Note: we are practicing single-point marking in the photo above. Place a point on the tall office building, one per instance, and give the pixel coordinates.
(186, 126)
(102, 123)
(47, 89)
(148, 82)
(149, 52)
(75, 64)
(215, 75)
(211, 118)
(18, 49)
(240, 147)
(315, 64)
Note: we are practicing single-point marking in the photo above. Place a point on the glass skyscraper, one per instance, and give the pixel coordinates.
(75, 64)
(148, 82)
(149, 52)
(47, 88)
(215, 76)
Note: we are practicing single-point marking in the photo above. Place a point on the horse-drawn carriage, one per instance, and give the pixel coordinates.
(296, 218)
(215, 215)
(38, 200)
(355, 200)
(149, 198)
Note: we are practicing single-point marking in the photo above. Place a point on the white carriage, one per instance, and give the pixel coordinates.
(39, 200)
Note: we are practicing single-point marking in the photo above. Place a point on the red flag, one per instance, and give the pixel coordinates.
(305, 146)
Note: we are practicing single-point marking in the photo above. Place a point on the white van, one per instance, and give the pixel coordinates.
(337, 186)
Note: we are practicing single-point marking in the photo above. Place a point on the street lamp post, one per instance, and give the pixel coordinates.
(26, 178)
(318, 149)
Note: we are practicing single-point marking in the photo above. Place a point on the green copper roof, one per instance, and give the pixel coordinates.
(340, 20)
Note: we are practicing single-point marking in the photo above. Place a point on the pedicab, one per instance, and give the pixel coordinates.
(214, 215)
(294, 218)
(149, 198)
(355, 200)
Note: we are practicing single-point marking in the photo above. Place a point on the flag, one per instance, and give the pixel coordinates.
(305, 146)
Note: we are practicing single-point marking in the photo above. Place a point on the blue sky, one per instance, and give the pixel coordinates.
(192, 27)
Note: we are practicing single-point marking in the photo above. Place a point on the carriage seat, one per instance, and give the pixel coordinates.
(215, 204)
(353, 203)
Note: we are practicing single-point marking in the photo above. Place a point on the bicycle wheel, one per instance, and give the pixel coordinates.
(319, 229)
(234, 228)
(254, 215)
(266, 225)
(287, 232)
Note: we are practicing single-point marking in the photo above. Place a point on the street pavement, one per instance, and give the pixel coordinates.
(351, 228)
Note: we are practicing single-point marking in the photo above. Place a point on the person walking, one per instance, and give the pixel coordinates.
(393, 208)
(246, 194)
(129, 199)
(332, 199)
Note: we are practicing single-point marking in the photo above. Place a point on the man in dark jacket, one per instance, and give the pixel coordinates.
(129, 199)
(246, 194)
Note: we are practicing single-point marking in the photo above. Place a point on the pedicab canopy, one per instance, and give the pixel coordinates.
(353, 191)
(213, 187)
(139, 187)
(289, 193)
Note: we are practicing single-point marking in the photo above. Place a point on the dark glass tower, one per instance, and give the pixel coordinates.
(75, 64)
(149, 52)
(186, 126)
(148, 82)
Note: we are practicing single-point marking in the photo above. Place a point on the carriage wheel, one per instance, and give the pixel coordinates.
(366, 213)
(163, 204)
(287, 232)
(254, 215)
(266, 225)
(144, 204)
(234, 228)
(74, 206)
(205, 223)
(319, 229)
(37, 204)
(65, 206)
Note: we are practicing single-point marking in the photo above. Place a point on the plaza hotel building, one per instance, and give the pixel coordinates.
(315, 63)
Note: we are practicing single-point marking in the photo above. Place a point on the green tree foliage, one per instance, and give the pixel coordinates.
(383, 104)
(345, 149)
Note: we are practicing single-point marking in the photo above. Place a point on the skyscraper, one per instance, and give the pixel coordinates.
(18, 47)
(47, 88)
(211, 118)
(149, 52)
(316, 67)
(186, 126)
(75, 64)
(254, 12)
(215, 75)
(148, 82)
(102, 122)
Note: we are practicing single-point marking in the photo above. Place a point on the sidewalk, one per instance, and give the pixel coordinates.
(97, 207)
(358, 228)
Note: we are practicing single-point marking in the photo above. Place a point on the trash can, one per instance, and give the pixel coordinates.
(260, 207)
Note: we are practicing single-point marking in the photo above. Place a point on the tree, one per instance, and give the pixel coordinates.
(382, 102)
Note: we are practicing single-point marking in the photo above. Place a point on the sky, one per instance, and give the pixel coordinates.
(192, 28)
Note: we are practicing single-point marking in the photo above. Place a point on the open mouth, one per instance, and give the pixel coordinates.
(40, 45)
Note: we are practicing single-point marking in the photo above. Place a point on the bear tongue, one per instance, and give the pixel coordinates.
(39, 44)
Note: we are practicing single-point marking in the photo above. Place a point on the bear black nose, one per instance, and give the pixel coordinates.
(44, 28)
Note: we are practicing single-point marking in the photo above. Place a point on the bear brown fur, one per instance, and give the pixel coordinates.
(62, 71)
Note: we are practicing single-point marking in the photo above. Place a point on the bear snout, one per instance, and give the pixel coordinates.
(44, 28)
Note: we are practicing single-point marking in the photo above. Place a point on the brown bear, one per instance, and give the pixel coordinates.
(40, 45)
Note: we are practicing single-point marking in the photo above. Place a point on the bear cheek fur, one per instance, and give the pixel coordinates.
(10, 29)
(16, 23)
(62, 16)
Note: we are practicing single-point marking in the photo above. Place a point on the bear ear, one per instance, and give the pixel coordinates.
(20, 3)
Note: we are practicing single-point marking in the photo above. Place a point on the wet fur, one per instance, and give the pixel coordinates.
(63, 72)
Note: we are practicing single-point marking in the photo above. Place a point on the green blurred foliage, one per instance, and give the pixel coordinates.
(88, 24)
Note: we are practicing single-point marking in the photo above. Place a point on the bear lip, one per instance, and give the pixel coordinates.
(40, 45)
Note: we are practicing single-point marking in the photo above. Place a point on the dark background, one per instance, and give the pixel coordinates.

= = = = = = =

Print the records once more, exactly as they were given.

Note: we are practicing single-point marking in the photo above. Place a point on the tall office building, one per instance, and give the pixel coordinates.
(186, 126)
(102, 123)
(47, 89)
(148, 82)
(149, 52)
(75, 64)
(215, 75)
(211, 118)
(18, 49)
(240, 147)
(315, 64)
Note: we are practicing single-point marking in the photo above. Place a point on the glass skyscraper, one per instance, and give the pixel coordinates.
(75, 64)
(148, 82)
(149, 52)
(47, 88)
(215, 76)
Note: we are practicing single-point marking in the photo above. Place a point on the horse-drawn carriage, one per instance, and give the pixel coordinates.
(296, 218)
(215, 215)
(38, 200)
(355, 200)
(149, 198)
Note: we are practicing single-point marking in the photo above. Place a point on the white carriage, one per instance, and give the pixel coordinates.
(39, 200)
Note: we are practicing single-point marking in the photo above. Place a point on the red flag, one per instance, and give the pixel coordinates.
(305, 146)
Note: we are practicing single-point marking in the photo above. Place a point on the white van, one per instance, and give the pixel coordinates.
(337, 186)
Note: we are practicing single-point marking in the photo above. Place a point on the street lamp post, one per instance, and give the pixel coordinates.
(26, 178)
(318, 149)
Note: we are practicing single-point marking in the photo above. Place a point on the green copper roof, one per instance, and give the pixel coordinates.
(340, 20)
Note: we are practicing single-point marking in the photo above. Place a point on the pedicab, one per instance, and give the pixel coordinates.
(214, 215)
(294, 218)
(149, 198)
(355, 200)
Note: we are practicing single-point marking in the photo above. Place a point on the flag, one per instance, and give the pixel coordinates.
(305, 146)
Note: we are practicing single-point marking in the photo above. Place a point on the blue sky, one per instance, and give the pixel coordinates.
(192, 27)
Note: we are practicing single-point marking in the photo above. Place a point on the carriage seat, one per instance, and give the pixel coordinates.
(215, 204)
(353, 203)
Note: we are practicing single-point marking in the photo above. Place a point on the bicycle wheel, one per instance, and give the pixel coordinates.
(319, 229)
(234, 228)
(254, 215)
(266, 225)
(287, 232)
Note: we are practicing single-point marking in the photo above. Place a point on the street pavement, one per instance, and give the pixel coordinates.
(351, 228)
Note: we are practicing single-point marking in the photo above. Place a point on the person walking, one per instance, and give the pixel coordinates.
(393, 208)
(246, 194)
(129, 199)
(332, 199)
Note: we are practicing single-point marking in the photo above. Place a point on the man in dark jacket, one per instance, and give the pixel coordinates.
(129, 199)
(246, 194)
Note: we are practicing single-point marking in the photo above. Place a point on the pedicab canopy, one per instance, and give the pixel coordinates.
(353, 191)
(213, 187)
(139, 187)
(289, 193)
Note: we are practicing single-point marking in the photo above. Place a point on the dark glass tower, one per instance, and give the pixel coordinates.
(75, 64)
(149, 52)
(186, 126)
(148, 82)
Note: we are practicing single-point marking in the photo above. Place a point on the carriage wheel, one per instance, and give the pixel coordinates.
(366, 213)
(163, 204)
(287, 232)
(254, 215)
(266, 225)
(144, 204)
(234, 228)
(74, 206)
(205, 223)
(319, 229)
(37, 204)
(65, 206)
Note: we are practicing single-point marking in the photo above. Place a point on the plaza hotel building, one per instance, and give the pixel coordinates.
(315, 63)
Note: we are practicing single-point marking in the photo above. Place a point on the green tree foliage, one per instance, and give the pixel coordinates.
(383, 104)
(345, 149)
Note: we are practicing single-point marking in the photo above. Place a point on the skyscraper, one per instance, and give the pixel coordinates.
(18, 47)
(47, 88)
(211, 118)
(149, 52)
(316, 67)
(186, 126)
(75, 64)
(254, 12)
(215, 75)
(148, 82)
(102, 122)
Note: we are practicing single-point marking in the photo above. Place a point on the sidewalk, one per instance, and give the pixel coordinates.
(97, 207)
(358, 228)
Note: we are practicing single-point marking in the photo above. Place a point on the trash can, one per instance, and give the pixel coordinates.
(260, 207)
Note: we are practicing single-point marking in the photo above. Place a point on the tree, one per instance, and give the pixel coordinates.
(382, 102)
Note: we are practicing single-point marking in the photo above. Place a point on the sky, one per instance, and give the pixel coordinates.
(192, 28)
Note: we are practicing single-point marking in the photo above. Place a point on the open mouth, one per instance, and give the pixel coordinates.
(40, 45)
Note: we are practicing single-point marking in the photo above. Place a point on the bear tongue, one per instance, and give the pixel coordinates.
(39, 44)
Note: we are practicing single-point marking in the photo above. Place a point on the bear black nose, one per instance, and give the pixel coordinates.
(44, 28)
Note: we are practicing single-point marking in the photo above. Place a point on the bear brown fur, one per instance, and give the pixel coordinates.
(62, 71)
Note: we are practicing single-point marking in the photo above. Place a point on the bear snout, one per instance, and give the pixel coordinates.
(44, 28)
Note: we are practicing single-point marking in the photo above. Place a point on the brown bear, one per instance, and give the pixel coordinates.
(40, 45)
Note: we are practicing single-point marking in the photo above. Place a point on the bear cheek fur, one per instance, and give the pixel coordinates.
(10, 29)
(16, 23)
(62, 16)
Note: we are practicing single-point marking in the photo above. Place a point on the bear ear, one per instance, and give the pixel coordinates.
(20, 3)
Note: we are practicing single-point marking in the photo above. Place a point on the wet fur, one per instance, and give the pixel coordinates.
(63, 72)
Note: we are practicing single-point marking in the photo above. Place a point on the green blurred foliage, one per instance, and give the pixel coordinates.
(88, 24)
Note: we are practicing single-point marking in the photo above. Place a point on the bear lip, one per instance, and give the pixel coordinates.
(40, 45)
Note: we are practicing single-point marking in the photo above. Place a point on the dark background, one per instance, and give the pixel coordinates.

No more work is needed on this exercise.